Humboldt-Universität
zu Berlin
Institut
für Sozialwissenschaften
PJS:
53104 Politische Rationalitätsprobleme und Bedingungen der
Möglichkeit anspruchsvoller Reformen I, SS 2002
Verfasser: Mathias Krüger
Sitzungsprotokoll vom 17.06.2002
*** Tagesordung
***
(0) Wiesenthal
- Vorrede
(1)
Besprechung des Protokolls vom 10.06.02
(2)
Referat: "Theorie - Resume"; anschliessende Besprechung
(3)
Die Logik der Testfälle; Besprechung der Fallbeispiele
(4)
Arbeitsplan, Verschiedenes
0
Wiesenthal - Vorrede
(1) Hinweis auf die historische
Bedeutung der Zeit (17.06.1953)
Das Collectiv-Action-Problem
konnte gelöst werden, indem den Trittbrettfahrern etwas mehr abverlangt
wurde als den anderen.
und den Ort des Seminars
(attraktive Präsentation politikwiss. Erkenntnisse in der Langen Nacht
der Wissenschaften).
(2) Spielregeln für die weitere Diskussion im Seminar:
·
bitte keine Fundamentalkritik üben
· jeder Vorschlag
ist zulässig (Ideen sammeln!); kreatives Potenial ausschöpfen
1 Besprechung
des Protokolls vom 10.06.02 mit Änderung durch Herrn Wiesenthal
zu Referat I "ganzheitliche Steuerung" durch "aktive Politik" ersetzen
... sonst keine
weiteren Einwände.

## GESPEICHERTE DATEN:
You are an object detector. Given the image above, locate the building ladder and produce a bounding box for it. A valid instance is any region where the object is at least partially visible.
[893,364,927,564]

## DIE AUFGABEN:
a) Beantworte anhand des Sitzungsprotokolls diese Fragen:
(i) Wer hat das Protokoll verfasst?
(ii) Von welchem Datum ist die protokollierte Sitzung?
(iii) Durch welchen Ausdruck soll nach der Änderung von Herrn Wiesenthal „ganzheitliche Steuerung“ ersetzt werden?
b) Fasse den Absatz des Sitzungsprotokolls, der mit „(2) Spielregeln für die weitere Diskussion“ beginnt, als kurze Liste zusammen.
c) Schreibe das Sitzungsprotokoll im Anschluss an seinen letzten Satz weiter.
Die Zeilen haben mit dem Sitzungsprotokoll nichts zu tun.

## DIE ANTWORTEN:
a)
(i) Mathias Krüger
(ii) Vom 17.06.2002
(iii) Durch „aktive Politik“

b)
Spielregeln für die Diskussion im Seminar:
- keine Fundamentalkritik
- jeder Vorschlag ist zulässig, Ideen sammeln
- kreatives Potenzial ausschöpfen

c)
2 Referat
"Theorie - Resümee"; anschliessende Besprechung
Die Referenten
erörterten den Stand unserer Arbeit und fragten danach, was wir erreicht
haben, wo vor wir stehen und wo wir hin wollen.
Bisher haben
wir verschiedene Theoriemodelle nach Aussagen über Rationalitätsprobleme
untersucht und uns eine Matrix erarbeitet, in welche wir die Rationalitätzweifel
den Sinnreferenzen (sachlich, zeitlich, sozial) und den Ebenen (Mikro, Meso,
Makro) zuordneten. Ausserdem lassen sich die Theorien nach ihrem normativen
(bspw. Popper) beziehungsweise ihrem empirischen Gehalt (bspw. Simon, March-Olson,
Olson), ihrer Reichweite und ihrer Deskriptivität unterscheiden.
Um rational
zu handeln, müssen Akteure/Systeme Annahmen über ihre Handlungssituation,
ihren Zielzustand und die Zweck-Mittel-Beziehungen machen. Durch unterschiedliche
Deutungshypothesen werden unterschiedliche Präferenzordnungen gebildet,
durch welche sich verschiedene Rationalitäten ableiten lassen.
Die Referenten
machten folgende Variablen aus, welche das Vorhandensein verschiedener Rationalitäten
begünstigen:
· Wissen
und Informationsbasis,
· Selektion
und Filterung von Informationen,
· Informationsverarbeitungskapazitäten,
· Instabilität
der Randbedingungen,
· Bewertung
von alternativen Zielzuständen.
Die Referenzpunkte
hinsichtlich der Aggregation und der Harmonisierung sind:
· eine
offene Gesellschaft - unhintergehbare Akteursautonomie,
· Kommunikationsprobleme,
· das
Selbstbindungspotential der Akteure.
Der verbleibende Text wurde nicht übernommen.